_To be done_
Look in the data below for the line that contains "building in this photo.". Copy that line and the remaining lines exactly.

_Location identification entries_
--------------------

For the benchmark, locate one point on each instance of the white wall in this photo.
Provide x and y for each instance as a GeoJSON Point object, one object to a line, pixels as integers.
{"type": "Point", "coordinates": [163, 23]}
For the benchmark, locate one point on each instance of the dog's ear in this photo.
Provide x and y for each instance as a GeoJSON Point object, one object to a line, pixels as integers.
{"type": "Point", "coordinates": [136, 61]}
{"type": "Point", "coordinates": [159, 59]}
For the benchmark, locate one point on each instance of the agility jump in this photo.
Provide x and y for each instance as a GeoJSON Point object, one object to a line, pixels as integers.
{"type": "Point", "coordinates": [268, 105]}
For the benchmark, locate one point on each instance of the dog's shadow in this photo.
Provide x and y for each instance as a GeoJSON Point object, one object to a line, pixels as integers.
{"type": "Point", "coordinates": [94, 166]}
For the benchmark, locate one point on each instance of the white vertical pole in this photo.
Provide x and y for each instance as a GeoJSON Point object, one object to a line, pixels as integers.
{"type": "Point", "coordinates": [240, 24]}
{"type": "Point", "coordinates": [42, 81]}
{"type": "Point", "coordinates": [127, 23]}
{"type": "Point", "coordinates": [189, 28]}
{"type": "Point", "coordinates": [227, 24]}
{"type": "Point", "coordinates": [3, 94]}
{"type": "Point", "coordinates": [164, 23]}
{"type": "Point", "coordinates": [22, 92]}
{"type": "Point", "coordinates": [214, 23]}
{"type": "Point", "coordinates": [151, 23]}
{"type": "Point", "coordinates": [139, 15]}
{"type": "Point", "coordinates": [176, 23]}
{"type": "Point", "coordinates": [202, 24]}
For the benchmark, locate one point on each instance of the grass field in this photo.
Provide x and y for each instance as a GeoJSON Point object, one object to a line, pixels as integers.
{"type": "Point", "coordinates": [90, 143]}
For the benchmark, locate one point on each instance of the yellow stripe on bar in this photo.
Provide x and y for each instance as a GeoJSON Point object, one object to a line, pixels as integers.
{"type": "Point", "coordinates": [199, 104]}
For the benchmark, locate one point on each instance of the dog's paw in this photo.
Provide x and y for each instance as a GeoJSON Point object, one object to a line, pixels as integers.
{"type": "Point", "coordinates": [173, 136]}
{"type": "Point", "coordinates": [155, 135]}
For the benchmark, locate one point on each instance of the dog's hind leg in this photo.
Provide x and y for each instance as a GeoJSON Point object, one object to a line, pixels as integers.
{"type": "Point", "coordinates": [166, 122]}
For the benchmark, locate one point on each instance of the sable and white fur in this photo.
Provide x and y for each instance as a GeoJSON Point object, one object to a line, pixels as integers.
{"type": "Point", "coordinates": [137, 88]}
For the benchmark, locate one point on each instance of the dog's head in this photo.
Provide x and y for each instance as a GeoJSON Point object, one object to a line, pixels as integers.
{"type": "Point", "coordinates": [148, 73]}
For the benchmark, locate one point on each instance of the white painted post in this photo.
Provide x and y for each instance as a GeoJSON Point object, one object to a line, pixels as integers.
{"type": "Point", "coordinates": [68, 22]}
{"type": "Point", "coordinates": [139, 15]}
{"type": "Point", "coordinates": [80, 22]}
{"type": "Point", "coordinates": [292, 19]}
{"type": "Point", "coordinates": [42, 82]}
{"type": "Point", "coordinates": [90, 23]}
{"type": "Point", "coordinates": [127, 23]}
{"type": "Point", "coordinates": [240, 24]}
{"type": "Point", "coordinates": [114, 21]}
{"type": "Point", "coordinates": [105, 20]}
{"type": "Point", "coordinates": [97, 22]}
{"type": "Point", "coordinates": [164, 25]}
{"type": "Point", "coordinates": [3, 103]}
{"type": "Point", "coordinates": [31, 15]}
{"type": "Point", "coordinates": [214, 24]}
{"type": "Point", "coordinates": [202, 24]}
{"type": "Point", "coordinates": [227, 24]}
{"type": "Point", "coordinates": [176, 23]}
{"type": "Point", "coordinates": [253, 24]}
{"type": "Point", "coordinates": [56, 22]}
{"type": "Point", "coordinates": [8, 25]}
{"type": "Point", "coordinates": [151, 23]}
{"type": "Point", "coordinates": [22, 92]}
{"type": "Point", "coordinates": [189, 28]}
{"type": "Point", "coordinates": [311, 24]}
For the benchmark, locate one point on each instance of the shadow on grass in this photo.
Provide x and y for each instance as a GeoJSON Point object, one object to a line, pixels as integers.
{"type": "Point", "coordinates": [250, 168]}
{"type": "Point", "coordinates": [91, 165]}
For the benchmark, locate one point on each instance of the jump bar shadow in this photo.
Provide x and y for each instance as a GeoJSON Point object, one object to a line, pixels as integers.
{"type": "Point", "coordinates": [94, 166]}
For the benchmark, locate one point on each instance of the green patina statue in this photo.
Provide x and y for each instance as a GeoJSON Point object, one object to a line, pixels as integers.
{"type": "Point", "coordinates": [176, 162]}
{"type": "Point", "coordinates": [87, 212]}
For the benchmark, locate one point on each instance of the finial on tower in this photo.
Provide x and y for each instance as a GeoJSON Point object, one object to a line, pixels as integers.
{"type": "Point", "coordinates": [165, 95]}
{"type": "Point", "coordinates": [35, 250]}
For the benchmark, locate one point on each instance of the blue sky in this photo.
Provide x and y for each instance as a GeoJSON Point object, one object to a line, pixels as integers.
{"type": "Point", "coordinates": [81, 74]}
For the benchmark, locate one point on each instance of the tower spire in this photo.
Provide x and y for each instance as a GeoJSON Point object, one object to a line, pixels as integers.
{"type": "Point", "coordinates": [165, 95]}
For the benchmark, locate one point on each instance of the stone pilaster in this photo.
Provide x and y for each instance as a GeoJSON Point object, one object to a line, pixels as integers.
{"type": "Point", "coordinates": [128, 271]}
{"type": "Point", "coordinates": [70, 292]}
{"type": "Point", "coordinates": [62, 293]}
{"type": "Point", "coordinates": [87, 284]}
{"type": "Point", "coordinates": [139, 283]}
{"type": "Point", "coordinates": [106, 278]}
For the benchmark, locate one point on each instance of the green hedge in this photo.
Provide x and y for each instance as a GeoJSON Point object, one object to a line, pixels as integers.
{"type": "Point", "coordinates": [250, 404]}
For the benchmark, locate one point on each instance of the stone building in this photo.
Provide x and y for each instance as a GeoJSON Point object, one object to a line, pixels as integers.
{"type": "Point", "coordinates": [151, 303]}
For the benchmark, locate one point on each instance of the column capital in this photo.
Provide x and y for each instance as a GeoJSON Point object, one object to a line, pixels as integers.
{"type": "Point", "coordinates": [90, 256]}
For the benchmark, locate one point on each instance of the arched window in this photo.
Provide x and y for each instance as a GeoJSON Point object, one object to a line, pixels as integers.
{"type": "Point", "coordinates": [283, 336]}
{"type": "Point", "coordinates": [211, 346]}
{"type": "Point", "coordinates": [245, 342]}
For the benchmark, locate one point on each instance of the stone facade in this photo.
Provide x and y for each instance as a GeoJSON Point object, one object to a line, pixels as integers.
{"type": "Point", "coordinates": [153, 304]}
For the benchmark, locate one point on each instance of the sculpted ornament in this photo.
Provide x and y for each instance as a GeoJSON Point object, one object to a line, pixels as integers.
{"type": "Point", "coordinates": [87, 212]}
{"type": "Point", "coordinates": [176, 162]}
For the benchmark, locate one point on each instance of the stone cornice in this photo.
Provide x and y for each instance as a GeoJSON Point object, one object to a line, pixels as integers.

--------------------

_Solution for this problem_
For the benchmark, locate one point on each instance of the stone building in this photo.
Provide x and y for each instance as a GeoJSON Point object, one object to a line, pixels as integers.
{"type": "Point", "coordinates": [151, 303]}
For the benchmark, locate one point on each instance of the column capital in this photo.
Provide x and y for each instance as a GeoJSON Point object, one object to a line, pixels as integers.
{"type": "Point", "coordinates": [90, 256]}
For the benchmark, locate one point on each instance of the arched window in this photo.
Provide x and y for each instance as a GeoJSON Point object, one object to a line, pixels as integers.
{"type": "Point", "coordinates": [283, 336]}
{"type": "Point", "coordinates": [211, 346]}
{"type": "Point", "coordinates": [245, 342]}
For the benchmark, locate one point on each instance of the stone facade in this photo.
Provide x and y for each instance as a GeoJSON Point object, one object to a line, pixels as integers.
{"type": "Point", "coordinates": [153, 304]}
For the benchmark, locate one point on each instance of the sculpted ornament in this photo.
Provide x and y for each instance as a GeoJSON Point object, one object to a line, pixels as integers.
{"type": "Point", "coordinates": [87, 212]}
{"type": "Point", "coordinates": [176, 162]}
For the benchmark, locate one point on each instance of the stone cornice in this photo.
Provide x and y for each instance as a GeoJSON Point object, one object to a line, pixels as integers.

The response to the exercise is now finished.